===== Fragmento

Ahí tienen a la doña, repitiendo como vicepresidenta del Congreso, esta vez a la vera de Patxi López, el recordman galáctico de pillar cacho sin ganar elecciones y siempre, vaya tela, con el apoyo entusiasta del PP. Y cuidado con lamentarse, que la una y el otro nos representan. Es más, también lo hace, así se encabronen un mundo, el jeta segoviano llamado Pedro Gómez de la Serna. Como los otros 349 culiparlantes, recibió los votos suficientes para conseguir su acta. Lo anoto porque empieza a triunfar un birlibirloque según el cual solo un número selecto de los moradores de las Cortes encarnan la soberanía popular fetén, mientras que el resto son una panda de chorizos que están ahí porque el populacho torpe no sabe ni meter una papeleta en una urna. Es para llorar los siete mares o para descoyuntarse de la risa, según, que en nombre de la democracia se proclame la superioridad de la minoría sobre la mayoría. Aunque es peor no poder siquiera opinar al respecto.

Demasiadas mayorías

Jamás dejará de asombrarme el desparpajo con el que muchísimos políticos se arrogan en régimen de monopolio la representación de las mayorías sociales. Constituye todo un prodigio de la matemática parda y del rostro de alabastro escuchar a un mengano con un puñadito más o menos cumplido de votos hablar en nombre de todo quisqui con nariz y ojos. Es gracioso que el vicio se practique en cualquier lugar o tiempo, pero más todavía que se haga inmediatamente después de unas elecciones que han puesto a cada quien en su sitio. Pues con un par, estos días nos estamos hartando de asistir a una torrentera de apropiaciones indebidas de la supuesta voluntad popular en bruto a cargo de quien no le corresponde.

Ni siquiera señalaré a estas o aquellas siglas porque, si bien algunas destacan ampliamente en la martingala, no hay ni una sola que esté libre del pecado de echarse al coleto la portavocía del censo al completo. Y sin un resquicio para la duda razonable ni el menor de los matices, oigan, aunque según quién largue la soflama, ocurra que la misma colectividad quiera dos cosas totalmente contrapuestas. Ahí tenemos, como ejemplo —uno entre mil— de este grosero secuestro conceptual, a la ciudadanía de Vitoria-Gasteiz. En labios de Hasier Arraiz, desea al unísono y sin fisuras, incluyendo los 35.000 que le votaron, darle la patada a Javier Maroto. Pero si quienes hablan son el aludido o cualquiera de sus conmilitones, entonces resulta que no hay en la capital alavesa una sola alma que no desee con todas su fuerzas la continuidad del munícipe por antonomasia. Seguramente, ni lo uno ni lo otro sea cierto.

==========
===== Datos registrados

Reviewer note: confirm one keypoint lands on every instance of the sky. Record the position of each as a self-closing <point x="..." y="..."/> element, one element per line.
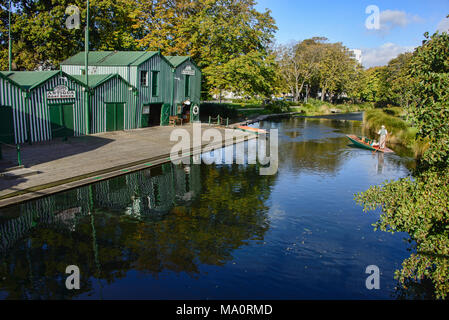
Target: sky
<point x="402" y="24"/>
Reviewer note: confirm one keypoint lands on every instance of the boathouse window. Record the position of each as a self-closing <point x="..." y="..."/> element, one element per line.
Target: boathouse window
<point x="187" y="86"/>
<point x="144" y="78"/>
<point x="155" y="84"/>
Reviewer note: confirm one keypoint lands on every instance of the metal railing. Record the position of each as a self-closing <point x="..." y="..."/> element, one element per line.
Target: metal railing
<point x="219" y="121"/>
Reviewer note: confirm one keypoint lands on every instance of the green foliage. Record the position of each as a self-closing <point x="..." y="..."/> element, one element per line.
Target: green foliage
<point x="314" y="63"/>
<point x="223" y="109"/>
<point x="419" y="205"/>
<point x="228" y="39"/>
<point x="278" y="107"/>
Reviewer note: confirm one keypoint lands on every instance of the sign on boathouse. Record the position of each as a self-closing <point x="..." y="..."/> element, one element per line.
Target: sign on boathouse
<point x="61" y="92"/>
<point x="189" y="71"/>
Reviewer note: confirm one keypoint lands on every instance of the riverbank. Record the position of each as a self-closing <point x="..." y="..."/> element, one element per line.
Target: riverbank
<point x="84" y="160"/>
<point x="400" y="132"/>
<point x="241" y="112"/>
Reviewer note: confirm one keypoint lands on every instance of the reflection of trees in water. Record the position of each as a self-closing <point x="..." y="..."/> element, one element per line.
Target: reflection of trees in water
<point x="166" y="224"/>
<point x="314" y="144"/>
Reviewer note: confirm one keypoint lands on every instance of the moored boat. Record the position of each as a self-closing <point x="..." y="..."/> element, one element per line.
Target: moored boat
<point x="365" y="143"/>
<point x="252" y="130"/>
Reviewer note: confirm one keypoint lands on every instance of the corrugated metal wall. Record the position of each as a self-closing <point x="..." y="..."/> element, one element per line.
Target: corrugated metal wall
<point x="115" y="90"/>
<point x="166" y="92"/>
<point x="39" y="108"/>
<point x="39" y="116"/>
<point x="12" y="96"/>
<point x="195" y="84"/>
<point x="165" y="83"/>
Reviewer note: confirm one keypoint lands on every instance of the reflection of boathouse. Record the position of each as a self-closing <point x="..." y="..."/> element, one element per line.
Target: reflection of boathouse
<point x="147" y="192"/>
<point x="143" y="193"/>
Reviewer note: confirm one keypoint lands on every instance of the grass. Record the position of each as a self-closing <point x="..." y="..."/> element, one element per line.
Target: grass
<point x="316" y="107"/>
<point x="401" y="132"/>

==========

=== Tareas ===
(1) Responde según el fragmento:
(a) ¿Junto a quién repite la doña como vicepresidenta del Congreso?
(b) ¿Cómo califica el texto a Pedro Gómez de la Serna?
(c) ¿La ciudadanía de qué ciudad sirve de ejemplo del "grosero secuestro conceptual"?
(2) Transcribe el tramo del fragmento que va desde "Demasiadas mayorías" hasta "no le corresponde.", ambos incluidos.

=== Resultados en orden ===
(1)
(a) Junto a Patxi López.
(b) Como "el jeta segoviano".
(c) De Vitoria-Gasteiz.

(2)
Demasiadas mayorías

Jamás dejará de asombrarme el desparpajo con el que muchísimos políticos se arrogan en régimen de monopolio la representación de las mayorías sociales. Constituye todo un prodigio de la matemática parda y del rostro de alabastro escuchar a un mengano con un puñadito más o menos cumplido de votos hablar en nombre de todo quisqui con nariz y ojos. Es gracioso que el vicio se practique en cualquier lugar o tiempo, pero más todavía que se haga inmediatamente después de unas elecciones que han puesto a cada quien en su sitio. Pues con un par, estos días nos estamos hartando de asistir a una torrentera de apropiaciones indebidas de la supuesta voluntad popular en bruto a cargo de quien no le corresponde.